# Start of PAGE EXCERPT
The sea of things I don’t know, even within an area so confined as ‘UI development’ or ‘JS' is now too much to reasonably handle. So, like everyone, I pick a select group of things to focus on, and I pray that those chosen don't inflate beyond attainability or die of obsolescence before I can grasp them.

The ever mutating ‘front end’ field is now a massive treasure chest of things I don’t know. There’s just too much candy to handle. It’s very well, knowing Backbone or Knockout, but before long you need Angular too, and Ember… and React… and Polymer. You tell yourself, it’s cool, you have a solid grasp of the guiding principles behind these abstractions so you needn’t bother with their nuanced APIs… but actually, wait, this isn’t your grandmother’s MVC or MVVM or MVP, and your productivity depends on those nuances. Almost everything is opinionated, so you must agree or in abstinence risk obsolescence.

You’ll invest a couple months learning that thing you should have learned a year ago only to be told, “oh didn’t you hear? Those pre-compilers are defunct… and inline styling is now a best practice!”, or some equally disappointing variation.
# End of PAGE EXCERPT
INSTRUCTION 1 -
Do these statements agree with the front-end passage? For each, answer yes or no and quote the words from the passage that decide it.
(a) The writer picks a select group of things to focus on.
(b) The writer describes the front-end field as fixed and unchanging.
(c) The writer says almost everything is opinionated.
# Start of PROVIDED DATA
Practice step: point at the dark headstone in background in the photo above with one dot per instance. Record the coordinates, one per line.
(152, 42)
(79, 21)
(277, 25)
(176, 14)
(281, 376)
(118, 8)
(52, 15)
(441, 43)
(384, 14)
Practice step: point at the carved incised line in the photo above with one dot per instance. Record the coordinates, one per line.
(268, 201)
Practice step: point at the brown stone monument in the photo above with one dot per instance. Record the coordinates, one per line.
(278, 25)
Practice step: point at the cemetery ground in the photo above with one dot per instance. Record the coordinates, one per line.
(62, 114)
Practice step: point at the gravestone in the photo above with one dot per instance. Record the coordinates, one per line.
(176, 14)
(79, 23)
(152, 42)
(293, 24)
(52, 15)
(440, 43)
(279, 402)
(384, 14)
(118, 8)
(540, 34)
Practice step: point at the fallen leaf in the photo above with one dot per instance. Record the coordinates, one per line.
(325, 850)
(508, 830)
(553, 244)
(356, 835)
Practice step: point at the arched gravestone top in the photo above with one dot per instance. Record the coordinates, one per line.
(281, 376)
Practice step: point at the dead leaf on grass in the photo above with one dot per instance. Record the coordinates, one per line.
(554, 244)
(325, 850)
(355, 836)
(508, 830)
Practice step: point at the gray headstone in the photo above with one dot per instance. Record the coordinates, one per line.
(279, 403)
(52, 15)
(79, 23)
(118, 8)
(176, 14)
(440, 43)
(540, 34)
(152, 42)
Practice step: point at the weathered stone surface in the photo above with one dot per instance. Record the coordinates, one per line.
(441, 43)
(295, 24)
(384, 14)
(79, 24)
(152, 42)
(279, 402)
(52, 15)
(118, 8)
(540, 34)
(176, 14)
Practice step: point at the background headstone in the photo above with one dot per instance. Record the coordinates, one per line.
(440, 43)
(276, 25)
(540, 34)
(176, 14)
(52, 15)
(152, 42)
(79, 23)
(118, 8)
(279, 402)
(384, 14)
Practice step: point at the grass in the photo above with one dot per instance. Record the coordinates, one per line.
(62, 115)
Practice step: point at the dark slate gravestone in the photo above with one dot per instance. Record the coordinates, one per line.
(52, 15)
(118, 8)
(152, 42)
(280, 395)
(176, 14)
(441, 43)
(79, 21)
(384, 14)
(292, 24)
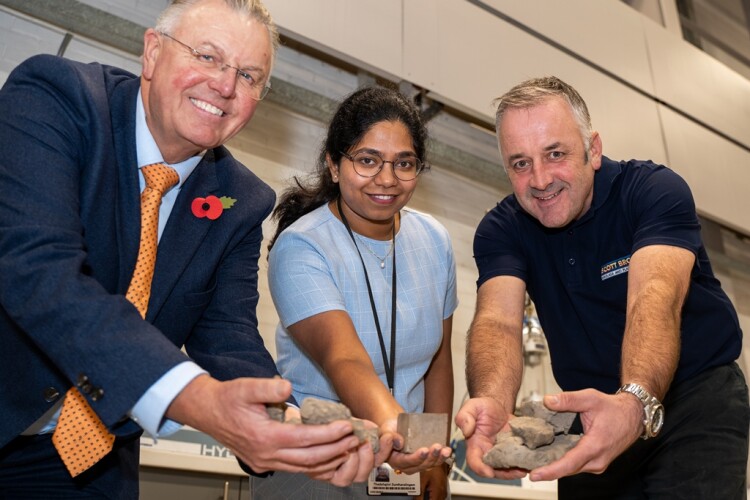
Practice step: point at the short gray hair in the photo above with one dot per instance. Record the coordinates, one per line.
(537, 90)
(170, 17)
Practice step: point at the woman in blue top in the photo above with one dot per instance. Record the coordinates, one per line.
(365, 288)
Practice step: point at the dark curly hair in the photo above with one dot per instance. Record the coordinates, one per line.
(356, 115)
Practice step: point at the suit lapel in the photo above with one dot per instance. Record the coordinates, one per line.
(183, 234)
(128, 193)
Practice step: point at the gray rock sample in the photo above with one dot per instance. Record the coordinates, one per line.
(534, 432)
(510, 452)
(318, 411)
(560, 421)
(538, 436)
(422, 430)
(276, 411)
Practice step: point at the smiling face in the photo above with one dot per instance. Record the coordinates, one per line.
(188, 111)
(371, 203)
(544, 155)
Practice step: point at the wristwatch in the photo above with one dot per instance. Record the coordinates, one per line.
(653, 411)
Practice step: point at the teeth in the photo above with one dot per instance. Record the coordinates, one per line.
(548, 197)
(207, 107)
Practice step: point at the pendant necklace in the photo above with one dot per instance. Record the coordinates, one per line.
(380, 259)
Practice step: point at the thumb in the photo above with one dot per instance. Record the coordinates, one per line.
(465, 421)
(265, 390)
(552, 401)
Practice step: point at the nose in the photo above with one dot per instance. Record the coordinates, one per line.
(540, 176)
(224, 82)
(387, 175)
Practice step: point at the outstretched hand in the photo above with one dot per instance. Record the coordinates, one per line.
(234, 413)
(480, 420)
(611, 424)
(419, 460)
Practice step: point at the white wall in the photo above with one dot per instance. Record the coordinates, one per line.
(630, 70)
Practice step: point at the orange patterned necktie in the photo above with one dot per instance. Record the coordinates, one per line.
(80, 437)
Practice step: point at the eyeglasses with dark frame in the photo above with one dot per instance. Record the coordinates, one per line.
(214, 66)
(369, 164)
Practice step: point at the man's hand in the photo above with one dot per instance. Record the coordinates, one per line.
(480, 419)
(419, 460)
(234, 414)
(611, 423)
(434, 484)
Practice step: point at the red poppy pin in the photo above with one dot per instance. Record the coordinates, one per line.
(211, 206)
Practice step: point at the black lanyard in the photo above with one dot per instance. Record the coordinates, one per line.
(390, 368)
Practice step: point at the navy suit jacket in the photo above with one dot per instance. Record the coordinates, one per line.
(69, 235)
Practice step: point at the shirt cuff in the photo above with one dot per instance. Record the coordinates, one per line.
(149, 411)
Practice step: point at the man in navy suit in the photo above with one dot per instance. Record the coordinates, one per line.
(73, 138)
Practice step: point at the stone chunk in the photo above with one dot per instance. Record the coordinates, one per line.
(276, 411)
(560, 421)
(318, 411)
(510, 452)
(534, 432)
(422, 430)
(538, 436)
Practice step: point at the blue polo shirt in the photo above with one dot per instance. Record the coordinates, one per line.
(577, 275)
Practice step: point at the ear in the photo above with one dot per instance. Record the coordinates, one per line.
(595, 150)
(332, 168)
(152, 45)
# End of PROVIDED DATA
# Start of PROVIDED DATA
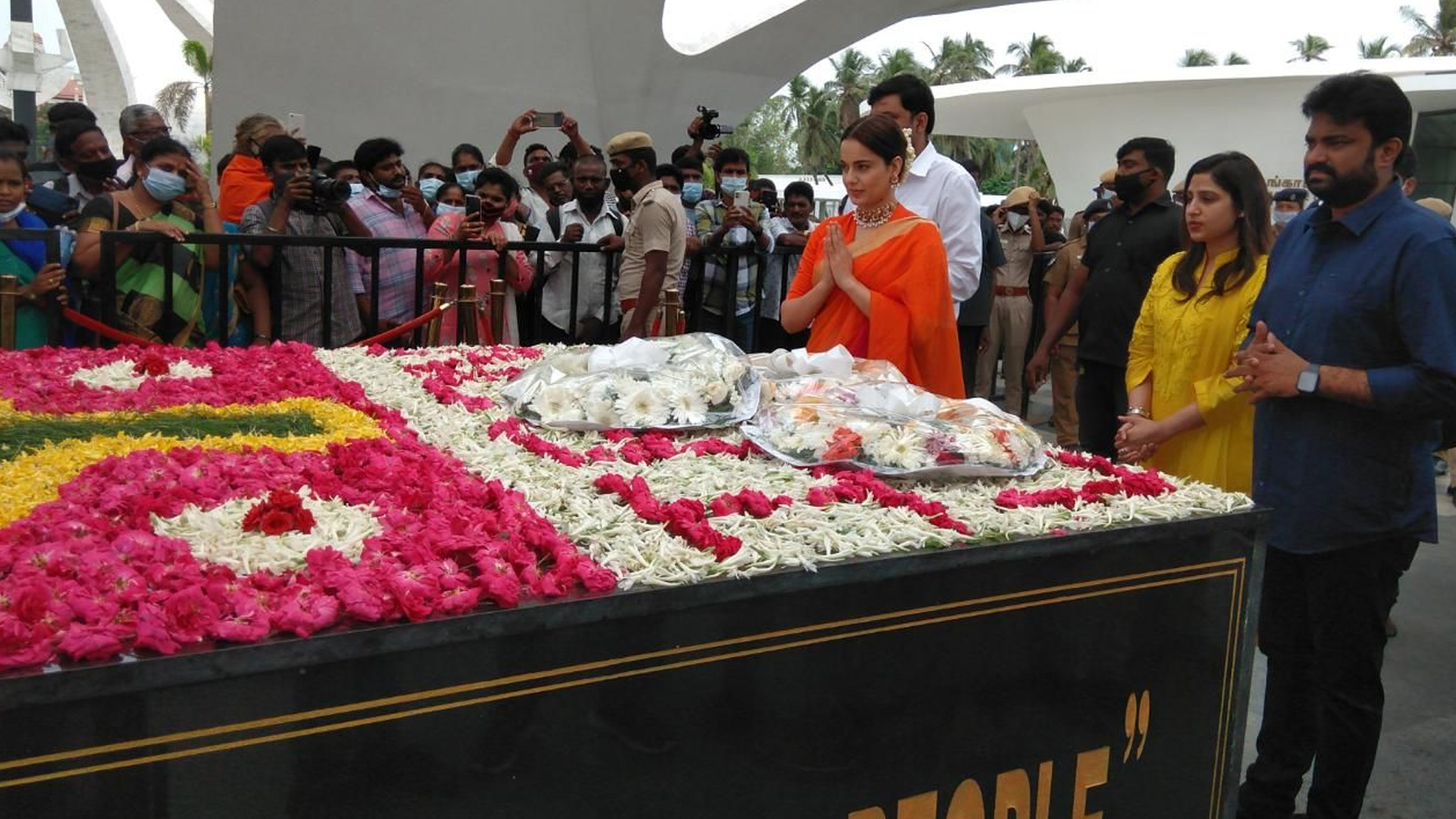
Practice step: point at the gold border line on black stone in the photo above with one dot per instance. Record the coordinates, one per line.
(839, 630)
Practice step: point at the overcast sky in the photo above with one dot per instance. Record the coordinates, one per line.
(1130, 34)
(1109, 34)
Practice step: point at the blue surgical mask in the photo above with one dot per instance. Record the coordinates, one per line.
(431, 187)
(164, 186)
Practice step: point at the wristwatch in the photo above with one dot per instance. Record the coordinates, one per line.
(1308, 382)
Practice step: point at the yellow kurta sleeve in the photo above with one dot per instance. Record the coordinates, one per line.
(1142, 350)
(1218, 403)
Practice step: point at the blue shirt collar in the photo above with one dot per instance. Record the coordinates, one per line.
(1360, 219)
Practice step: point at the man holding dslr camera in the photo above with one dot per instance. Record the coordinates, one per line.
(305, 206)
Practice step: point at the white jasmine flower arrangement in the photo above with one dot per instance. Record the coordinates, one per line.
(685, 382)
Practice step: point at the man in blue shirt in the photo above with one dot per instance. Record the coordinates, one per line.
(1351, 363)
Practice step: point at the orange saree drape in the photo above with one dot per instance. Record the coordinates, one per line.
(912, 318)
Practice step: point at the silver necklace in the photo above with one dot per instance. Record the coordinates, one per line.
# End of PROVIDED DATA
INSTRUCTION 2 -
Please copy everything in the records from the line containing "Practice step: point at the yellow" down to the line containing "(1360, 219)", both lines included.

TASK RESULT 1 -
(a) Yes: "I pick a select group of things to focus on"
(b) No: "The ever mutating ‘front end’ field"
(c) Yes: "Almost everything is opinionated"

TASK RESULT 2 -
Practice step: point at the yellow kurta sleeve in the photo above with one dot per instance. Record the coordinates, one per line.
(1142, 350)
(1218, 403)
Practice step: point at the blue shirt collar in the photo above with one dot per instance. Record the coordinates, one per line.
(1360, 219)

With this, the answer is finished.